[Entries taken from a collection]
-=-=-

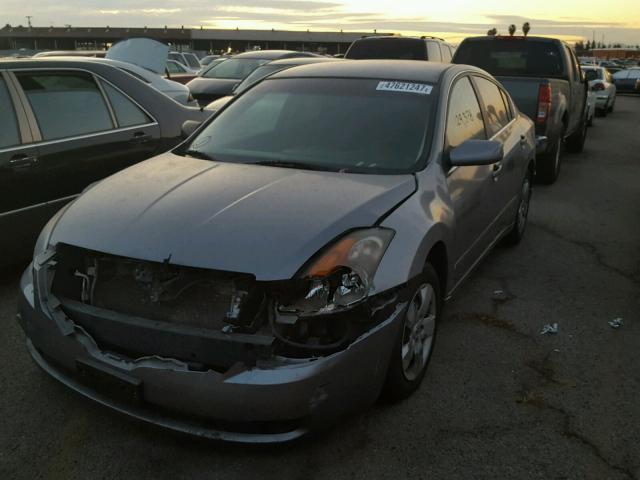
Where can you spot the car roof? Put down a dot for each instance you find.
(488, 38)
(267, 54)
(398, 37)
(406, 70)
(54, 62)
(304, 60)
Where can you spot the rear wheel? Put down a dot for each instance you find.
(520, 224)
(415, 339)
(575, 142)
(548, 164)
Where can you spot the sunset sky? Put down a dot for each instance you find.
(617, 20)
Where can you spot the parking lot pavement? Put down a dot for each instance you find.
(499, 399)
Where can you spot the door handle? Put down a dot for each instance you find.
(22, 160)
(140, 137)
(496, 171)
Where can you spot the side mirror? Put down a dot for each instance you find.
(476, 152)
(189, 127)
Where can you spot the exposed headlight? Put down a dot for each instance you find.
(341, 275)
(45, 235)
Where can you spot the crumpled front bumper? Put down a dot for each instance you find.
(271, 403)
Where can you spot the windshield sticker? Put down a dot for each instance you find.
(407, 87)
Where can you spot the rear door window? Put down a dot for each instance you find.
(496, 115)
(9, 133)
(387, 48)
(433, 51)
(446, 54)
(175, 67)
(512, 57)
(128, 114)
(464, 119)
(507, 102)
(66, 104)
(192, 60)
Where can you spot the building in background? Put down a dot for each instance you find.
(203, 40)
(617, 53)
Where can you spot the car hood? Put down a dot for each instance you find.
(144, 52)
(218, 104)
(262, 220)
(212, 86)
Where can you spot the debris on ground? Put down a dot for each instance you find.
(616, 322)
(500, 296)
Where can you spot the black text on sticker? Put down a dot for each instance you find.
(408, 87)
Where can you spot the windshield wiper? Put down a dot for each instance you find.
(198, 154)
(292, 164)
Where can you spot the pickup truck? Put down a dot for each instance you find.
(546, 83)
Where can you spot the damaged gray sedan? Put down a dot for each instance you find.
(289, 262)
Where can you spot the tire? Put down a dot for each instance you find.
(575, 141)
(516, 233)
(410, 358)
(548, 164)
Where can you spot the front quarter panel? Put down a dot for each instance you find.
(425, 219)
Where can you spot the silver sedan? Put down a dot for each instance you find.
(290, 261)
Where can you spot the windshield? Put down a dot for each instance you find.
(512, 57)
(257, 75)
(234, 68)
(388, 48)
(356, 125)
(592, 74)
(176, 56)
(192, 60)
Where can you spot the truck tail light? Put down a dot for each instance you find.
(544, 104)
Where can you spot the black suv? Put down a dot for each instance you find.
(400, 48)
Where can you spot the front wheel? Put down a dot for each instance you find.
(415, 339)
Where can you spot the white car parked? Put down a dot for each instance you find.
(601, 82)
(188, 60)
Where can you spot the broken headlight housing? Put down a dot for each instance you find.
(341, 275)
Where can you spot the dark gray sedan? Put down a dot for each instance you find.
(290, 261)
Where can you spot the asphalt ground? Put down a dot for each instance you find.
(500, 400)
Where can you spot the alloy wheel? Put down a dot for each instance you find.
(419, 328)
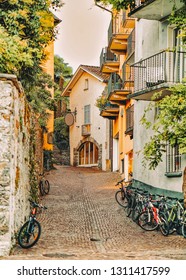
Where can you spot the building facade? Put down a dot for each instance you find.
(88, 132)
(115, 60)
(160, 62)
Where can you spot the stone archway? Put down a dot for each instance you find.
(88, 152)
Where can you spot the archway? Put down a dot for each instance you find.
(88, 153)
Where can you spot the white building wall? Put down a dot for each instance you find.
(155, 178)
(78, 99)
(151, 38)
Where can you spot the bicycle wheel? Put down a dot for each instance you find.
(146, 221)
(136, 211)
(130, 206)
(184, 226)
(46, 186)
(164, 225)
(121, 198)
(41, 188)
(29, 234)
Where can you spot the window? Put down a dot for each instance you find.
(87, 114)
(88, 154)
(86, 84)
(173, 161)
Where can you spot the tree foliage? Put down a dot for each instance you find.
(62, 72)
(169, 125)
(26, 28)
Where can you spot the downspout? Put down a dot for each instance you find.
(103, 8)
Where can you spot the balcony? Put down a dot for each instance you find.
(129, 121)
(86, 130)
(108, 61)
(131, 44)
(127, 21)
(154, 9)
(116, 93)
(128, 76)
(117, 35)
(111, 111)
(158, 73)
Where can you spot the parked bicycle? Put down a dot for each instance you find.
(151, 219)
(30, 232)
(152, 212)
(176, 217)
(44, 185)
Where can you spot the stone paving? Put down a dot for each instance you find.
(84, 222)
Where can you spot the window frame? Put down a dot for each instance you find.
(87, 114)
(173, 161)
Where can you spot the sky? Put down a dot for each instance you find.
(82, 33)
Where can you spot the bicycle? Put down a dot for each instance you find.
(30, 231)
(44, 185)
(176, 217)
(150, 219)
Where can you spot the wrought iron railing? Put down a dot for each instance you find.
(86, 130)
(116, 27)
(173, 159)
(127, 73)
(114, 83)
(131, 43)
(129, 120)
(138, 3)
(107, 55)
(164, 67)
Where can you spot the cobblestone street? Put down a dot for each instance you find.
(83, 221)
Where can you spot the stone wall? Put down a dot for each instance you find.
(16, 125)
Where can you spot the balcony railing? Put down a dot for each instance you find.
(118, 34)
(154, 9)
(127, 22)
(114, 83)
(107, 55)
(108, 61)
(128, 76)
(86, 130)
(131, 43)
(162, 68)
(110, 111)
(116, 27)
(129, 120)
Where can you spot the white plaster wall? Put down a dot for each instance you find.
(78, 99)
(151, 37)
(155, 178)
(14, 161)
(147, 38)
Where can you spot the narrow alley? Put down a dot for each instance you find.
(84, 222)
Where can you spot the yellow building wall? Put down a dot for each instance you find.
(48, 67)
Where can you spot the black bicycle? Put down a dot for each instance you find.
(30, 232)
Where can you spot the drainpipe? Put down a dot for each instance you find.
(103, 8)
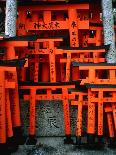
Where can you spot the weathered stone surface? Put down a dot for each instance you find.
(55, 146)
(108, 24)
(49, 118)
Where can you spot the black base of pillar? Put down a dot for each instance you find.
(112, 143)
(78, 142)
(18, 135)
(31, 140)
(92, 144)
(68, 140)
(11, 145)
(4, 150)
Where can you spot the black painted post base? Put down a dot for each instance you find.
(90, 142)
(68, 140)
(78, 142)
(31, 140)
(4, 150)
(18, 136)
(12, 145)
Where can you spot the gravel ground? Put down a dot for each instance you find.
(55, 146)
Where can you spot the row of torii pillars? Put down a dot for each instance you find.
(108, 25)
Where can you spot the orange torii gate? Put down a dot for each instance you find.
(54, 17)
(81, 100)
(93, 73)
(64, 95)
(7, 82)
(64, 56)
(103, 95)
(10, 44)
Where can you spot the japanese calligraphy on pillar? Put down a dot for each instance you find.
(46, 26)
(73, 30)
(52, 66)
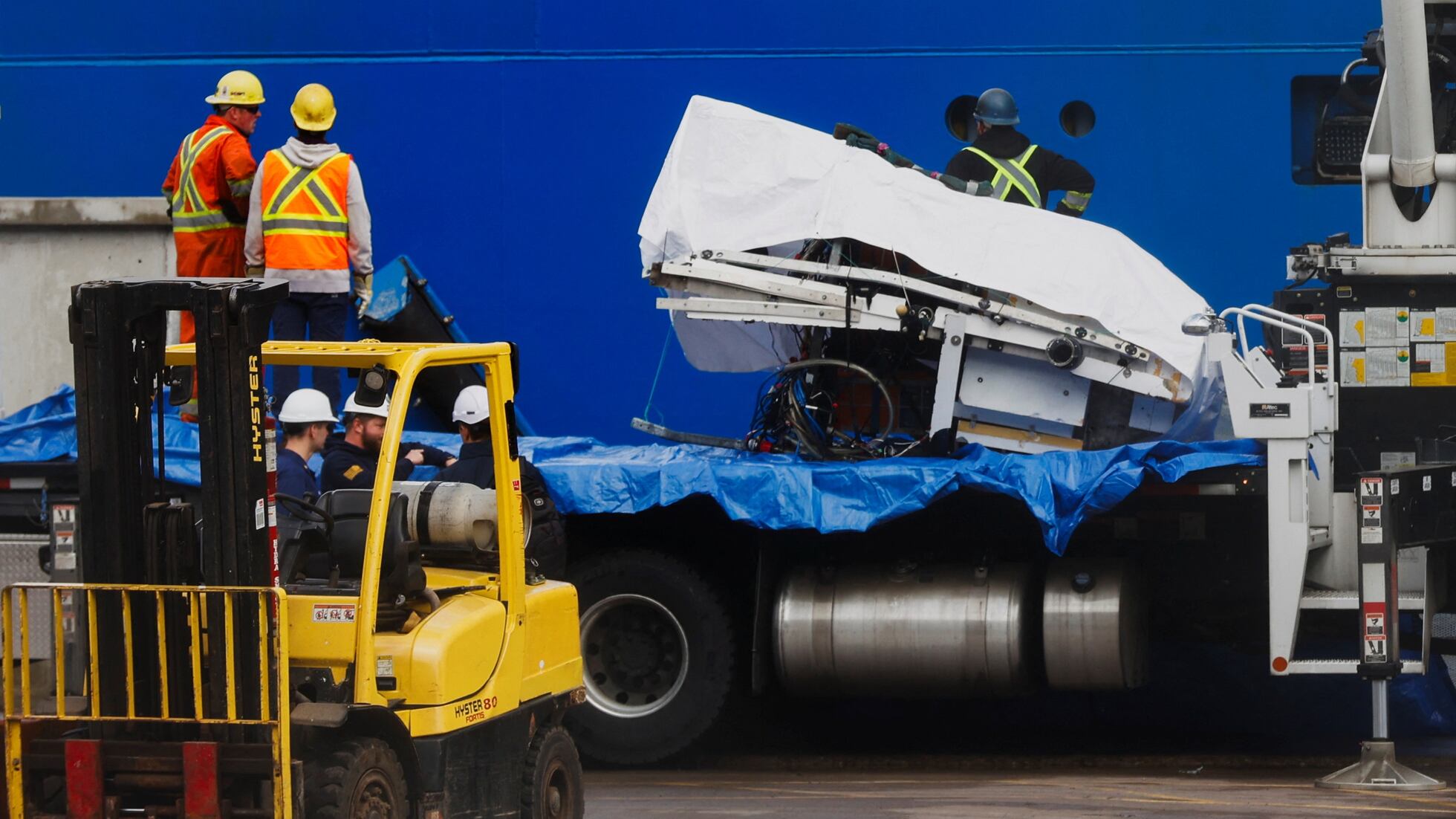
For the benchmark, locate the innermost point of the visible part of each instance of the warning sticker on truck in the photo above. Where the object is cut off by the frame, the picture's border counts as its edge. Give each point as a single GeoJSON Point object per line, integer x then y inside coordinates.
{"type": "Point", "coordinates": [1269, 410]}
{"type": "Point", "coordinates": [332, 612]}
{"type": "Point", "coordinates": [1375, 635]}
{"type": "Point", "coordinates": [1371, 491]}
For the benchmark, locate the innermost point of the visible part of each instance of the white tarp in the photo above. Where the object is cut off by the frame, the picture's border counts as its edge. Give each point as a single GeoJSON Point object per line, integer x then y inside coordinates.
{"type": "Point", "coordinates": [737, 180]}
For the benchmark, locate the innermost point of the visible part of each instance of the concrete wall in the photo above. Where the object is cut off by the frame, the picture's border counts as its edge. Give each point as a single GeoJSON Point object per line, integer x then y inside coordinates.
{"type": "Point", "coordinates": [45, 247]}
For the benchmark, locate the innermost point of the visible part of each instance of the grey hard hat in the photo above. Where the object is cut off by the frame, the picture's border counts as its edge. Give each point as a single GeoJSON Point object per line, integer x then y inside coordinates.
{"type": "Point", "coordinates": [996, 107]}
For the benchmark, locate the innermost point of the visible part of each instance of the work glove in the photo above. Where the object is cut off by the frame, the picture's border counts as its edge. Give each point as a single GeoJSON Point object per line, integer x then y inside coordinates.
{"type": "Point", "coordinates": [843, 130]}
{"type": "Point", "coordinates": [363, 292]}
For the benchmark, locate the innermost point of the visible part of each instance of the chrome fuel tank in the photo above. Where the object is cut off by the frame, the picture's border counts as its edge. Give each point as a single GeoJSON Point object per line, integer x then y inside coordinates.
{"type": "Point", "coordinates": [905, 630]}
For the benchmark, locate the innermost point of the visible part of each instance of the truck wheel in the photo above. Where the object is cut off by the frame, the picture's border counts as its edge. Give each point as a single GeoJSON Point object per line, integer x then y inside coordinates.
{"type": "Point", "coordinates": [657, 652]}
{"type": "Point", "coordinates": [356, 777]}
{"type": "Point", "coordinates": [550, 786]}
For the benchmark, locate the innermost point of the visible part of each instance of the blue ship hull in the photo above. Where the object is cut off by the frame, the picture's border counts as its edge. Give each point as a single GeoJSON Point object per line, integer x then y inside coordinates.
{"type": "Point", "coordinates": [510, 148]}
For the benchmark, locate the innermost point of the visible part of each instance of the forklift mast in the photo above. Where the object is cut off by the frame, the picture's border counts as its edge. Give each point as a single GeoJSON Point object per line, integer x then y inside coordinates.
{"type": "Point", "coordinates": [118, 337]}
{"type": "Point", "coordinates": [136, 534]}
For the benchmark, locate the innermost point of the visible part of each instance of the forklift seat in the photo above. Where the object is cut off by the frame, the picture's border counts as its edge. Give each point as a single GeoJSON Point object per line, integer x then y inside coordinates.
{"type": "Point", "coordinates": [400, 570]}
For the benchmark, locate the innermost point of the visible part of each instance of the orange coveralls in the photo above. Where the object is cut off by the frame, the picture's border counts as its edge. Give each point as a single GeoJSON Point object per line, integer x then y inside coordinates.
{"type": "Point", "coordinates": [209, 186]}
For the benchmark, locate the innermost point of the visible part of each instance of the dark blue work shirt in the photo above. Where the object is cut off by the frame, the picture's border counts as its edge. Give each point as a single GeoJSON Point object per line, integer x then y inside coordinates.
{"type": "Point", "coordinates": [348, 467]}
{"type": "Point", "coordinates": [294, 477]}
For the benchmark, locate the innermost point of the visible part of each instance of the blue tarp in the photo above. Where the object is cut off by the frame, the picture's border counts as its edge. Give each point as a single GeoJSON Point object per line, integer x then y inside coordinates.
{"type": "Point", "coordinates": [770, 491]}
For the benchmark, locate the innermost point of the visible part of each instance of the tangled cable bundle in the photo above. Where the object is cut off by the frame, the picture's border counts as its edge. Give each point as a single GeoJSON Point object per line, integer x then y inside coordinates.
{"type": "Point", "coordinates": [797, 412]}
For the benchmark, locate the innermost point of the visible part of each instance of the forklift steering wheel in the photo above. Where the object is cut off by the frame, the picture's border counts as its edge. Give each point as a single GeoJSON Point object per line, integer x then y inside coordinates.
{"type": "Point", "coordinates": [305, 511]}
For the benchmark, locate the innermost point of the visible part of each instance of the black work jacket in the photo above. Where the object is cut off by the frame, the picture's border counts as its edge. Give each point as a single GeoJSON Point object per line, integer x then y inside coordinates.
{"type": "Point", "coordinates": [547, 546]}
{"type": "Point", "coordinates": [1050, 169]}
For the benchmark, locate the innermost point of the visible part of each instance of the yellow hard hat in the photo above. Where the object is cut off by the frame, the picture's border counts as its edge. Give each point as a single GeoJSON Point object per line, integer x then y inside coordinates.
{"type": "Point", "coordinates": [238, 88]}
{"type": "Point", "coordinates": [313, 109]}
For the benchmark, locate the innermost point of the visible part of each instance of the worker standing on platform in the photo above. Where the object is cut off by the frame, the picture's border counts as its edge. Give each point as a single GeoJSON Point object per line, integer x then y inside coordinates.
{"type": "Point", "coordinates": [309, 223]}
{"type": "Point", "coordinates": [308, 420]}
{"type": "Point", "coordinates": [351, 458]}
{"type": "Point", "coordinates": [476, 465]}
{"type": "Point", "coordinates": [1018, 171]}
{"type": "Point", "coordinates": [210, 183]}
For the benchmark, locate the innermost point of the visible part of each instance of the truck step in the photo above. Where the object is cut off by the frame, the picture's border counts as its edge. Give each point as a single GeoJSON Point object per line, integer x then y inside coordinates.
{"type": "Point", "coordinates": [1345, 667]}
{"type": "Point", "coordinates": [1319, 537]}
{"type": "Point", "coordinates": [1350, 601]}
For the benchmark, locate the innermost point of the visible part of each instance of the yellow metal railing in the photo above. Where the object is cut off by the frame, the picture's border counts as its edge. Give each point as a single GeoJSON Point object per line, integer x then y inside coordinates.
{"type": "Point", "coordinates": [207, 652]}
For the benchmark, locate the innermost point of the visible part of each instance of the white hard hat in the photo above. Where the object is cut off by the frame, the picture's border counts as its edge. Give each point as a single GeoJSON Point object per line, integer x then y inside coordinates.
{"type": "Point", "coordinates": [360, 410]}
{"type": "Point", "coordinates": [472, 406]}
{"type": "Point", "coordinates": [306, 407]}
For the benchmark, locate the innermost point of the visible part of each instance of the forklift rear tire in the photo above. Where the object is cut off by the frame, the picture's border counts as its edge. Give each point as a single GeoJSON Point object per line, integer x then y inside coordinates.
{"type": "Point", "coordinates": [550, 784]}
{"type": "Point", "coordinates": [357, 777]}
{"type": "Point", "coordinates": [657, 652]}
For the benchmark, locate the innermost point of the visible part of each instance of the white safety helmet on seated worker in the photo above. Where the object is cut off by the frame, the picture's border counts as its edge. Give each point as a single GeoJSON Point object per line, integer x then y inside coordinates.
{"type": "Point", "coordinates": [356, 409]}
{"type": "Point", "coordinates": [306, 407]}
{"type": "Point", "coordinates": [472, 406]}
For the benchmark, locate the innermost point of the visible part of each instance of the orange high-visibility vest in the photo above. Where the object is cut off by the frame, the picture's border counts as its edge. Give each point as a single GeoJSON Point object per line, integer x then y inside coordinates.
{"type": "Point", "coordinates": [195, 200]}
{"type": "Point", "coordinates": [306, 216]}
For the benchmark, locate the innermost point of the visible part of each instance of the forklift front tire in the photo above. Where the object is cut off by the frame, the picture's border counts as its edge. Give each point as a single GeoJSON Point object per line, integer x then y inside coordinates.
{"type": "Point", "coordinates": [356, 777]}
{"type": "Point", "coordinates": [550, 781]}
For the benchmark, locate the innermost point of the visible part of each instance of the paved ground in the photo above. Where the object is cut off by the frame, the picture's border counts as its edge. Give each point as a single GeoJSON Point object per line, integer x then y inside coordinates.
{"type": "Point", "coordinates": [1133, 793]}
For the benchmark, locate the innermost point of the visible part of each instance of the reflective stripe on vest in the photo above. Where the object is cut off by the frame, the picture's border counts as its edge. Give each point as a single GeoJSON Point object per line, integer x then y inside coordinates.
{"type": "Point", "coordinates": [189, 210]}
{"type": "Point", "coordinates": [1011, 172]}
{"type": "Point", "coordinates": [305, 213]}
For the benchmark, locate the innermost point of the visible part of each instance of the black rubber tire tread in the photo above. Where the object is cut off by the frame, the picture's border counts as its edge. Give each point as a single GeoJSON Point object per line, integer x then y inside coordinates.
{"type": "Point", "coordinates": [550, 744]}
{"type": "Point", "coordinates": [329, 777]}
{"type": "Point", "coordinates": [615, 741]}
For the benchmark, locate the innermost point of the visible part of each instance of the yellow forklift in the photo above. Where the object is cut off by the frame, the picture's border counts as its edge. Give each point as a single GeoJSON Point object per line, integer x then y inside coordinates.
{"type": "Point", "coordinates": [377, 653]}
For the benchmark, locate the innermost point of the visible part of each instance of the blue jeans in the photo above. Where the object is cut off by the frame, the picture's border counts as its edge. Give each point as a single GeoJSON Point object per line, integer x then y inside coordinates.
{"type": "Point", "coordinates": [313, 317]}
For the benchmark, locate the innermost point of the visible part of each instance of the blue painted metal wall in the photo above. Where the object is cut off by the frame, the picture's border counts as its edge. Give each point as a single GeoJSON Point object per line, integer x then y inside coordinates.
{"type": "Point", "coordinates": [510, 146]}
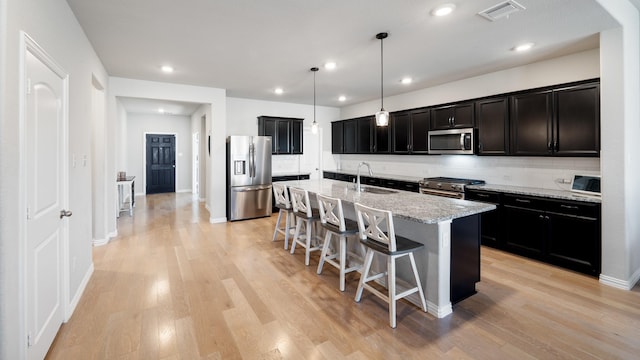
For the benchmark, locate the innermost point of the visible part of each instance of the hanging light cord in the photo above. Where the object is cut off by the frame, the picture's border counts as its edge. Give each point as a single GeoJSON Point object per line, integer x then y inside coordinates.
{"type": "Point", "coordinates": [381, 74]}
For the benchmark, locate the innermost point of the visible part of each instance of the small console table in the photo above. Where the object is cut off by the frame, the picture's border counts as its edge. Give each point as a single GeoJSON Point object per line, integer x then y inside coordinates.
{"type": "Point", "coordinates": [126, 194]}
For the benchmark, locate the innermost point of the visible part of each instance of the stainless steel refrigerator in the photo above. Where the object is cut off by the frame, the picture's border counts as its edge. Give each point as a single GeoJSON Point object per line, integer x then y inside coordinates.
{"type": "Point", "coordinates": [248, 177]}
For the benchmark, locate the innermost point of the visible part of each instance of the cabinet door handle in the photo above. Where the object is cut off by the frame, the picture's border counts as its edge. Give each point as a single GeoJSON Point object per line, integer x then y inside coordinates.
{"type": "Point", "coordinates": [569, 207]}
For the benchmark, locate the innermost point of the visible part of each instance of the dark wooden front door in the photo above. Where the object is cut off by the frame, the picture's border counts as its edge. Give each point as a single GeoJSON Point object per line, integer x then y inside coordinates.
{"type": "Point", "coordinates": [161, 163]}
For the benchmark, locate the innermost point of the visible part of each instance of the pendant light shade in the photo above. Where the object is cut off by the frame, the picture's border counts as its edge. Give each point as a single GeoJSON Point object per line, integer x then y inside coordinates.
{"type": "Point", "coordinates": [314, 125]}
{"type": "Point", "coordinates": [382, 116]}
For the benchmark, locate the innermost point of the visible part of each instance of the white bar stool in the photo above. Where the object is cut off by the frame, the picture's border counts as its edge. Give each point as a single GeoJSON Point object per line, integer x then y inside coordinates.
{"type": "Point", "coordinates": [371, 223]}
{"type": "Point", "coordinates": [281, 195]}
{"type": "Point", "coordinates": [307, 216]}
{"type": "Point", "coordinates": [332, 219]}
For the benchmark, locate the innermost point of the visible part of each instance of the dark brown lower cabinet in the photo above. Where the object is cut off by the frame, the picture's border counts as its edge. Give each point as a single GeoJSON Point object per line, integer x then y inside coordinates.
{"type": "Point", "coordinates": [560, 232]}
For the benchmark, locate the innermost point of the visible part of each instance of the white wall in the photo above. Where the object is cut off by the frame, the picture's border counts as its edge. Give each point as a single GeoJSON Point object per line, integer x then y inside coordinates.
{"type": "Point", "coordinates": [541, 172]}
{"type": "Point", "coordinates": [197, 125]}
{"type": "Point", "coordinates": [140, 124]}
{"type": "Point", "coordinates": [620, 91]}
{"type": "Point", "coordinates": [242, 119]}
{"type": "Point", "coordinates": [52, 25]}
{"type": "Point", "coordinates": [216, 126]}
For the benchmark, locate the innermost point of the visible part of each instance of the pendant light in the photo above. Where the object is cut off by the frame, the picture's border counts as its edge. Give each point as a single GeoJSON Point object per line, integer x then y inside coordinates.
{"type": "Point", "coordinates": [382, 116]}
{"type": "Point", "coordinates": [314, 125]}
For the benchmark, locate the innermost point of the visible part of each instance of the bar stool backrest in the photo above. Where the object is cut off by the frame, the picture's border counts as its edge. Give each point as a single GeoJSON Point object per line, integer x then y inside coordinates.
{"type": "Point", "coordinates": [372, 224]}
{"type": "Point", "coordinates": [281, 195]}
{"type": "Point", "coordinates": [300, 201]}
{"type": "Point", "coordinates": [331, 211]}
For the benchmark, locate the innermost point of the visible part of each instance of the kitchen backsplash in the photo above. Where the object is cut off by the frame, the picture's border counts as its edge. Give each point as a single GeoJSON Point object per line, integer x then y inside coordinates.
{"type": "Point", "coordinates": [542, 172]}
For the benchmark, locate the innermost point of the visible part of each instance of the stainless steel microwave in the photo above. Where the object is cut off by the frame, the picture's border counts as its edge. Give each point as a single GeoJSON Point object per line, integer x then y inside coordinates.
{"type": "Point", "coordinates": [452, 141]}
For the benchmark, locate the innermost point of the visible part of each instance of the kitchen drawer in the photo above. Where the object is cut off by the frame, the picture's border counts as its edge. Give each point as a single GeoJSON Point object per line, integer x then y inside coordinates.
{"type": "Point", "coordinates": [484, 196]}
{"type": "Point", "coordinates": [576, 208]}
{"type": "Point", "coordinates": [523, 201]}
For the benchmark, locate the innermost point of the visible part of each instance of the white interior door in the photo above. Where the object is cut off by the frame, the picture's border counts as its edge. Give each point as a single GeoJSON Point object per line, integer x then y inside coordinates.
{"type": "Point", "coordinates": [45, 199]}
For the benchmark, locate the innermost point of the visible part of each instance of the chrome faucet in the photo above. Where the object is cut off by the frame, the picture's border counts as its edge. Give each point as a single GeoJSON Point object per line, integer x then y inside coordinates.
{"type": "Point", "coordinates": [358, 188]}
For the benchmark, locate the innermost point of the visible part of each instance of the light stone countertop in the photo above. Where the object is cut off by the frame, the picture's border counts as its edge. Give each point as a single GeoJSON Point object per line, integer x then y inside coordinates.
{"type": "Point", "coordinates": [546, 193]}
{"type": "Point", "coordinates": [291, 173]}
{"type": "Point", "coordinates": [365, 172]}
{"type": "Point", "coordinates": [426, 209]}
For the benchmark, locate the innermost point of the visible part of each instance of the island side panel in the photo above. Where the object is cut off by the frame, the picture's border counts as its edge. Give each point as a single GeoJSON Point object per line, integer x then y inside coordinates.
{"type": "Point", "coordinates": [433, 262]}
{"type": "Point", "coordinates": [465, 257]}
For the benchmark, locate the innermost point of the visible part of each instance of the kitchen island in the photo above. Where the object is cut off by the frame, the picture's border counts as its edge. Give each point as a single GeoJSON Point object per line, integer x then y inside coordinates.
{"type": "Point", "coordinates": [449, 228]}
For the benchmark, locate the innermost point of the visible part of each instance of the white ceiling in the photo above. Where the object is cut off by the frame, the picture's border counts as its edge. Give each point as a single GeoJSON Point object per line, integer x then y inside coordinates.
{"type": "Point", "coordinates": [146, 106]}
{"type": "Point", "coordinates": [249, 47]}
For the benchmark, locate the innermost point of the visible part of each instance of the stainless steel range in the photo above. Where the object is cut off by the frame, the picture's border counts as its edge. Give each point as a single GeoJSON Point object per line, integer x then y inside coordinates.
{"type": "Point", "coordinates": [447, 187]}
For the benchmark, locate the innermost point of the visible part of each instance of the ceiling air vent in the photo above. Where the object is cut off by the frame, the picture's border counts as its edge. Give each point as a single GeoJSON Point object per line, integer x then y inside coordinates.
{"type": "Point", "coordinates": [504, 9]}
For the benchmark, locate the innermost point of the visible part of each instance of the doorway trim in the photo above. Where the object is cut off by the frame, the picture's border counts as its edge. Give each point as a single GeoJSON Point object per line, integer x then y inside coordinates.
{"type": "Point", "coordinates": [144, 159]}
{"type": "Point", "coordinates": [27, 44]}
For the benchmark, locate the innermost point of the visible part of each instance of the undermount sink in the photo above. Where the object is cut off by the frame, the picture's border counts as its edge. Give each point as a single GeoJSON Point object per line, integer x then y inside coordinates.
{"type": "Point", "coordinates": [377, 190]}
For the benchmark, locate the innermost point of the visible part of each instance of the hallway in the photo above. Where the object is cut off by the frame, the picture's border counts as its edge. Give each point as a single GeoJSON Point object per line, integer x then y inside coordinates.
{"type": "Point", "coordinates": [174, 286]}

-=-=-

• What to do: Return, word for word, every line from the line with "of the ceiling" to the final line of the data.

• Completed task:
For the benchmark, locate the innermost point of the visible part of each instance of the ceiling air vent in the photo above. Where the object is cut off by the frame, the picture's border counts as its edge. Give each point as a single GeoJSON Point object per line, integer x then y inside coordinates.
{"type": "Point", "coordinates": [504, 9]}
For the benchmark, locate the innermost point of the visible part of each instance of the doorway trim in the photo above. Where the object is cut off by the frame, the picture's border counts as its edge. Give each point as a single GeoJSON Point object per line, integer x then y inside coordinates.
{"type": "Point", "coordinates": [144, 159]}
{"type": "Point", "coordinates": [27, 44]}
For the benchmark, locate the innermost point of the visible part of each instance of the undermount sink in the photo above. Where the object is cut off by the frame, the picture's border counts as its edge. Give each point as a single GeoJSON Point object per line, integer x then y inside coordinates.
{"type": "Point", "coordinates": [377, 190]}
For the benchmark, locate the innermost point of the visible part of each instance of the hallway in the photo above. Where the object is cut off by the frame, the picture's border counts as its edge. Give each point as a single GeoJSON Point object per line, integer x then y inside coordinates.
{"type": "Point", "coordinates": [174, 286]}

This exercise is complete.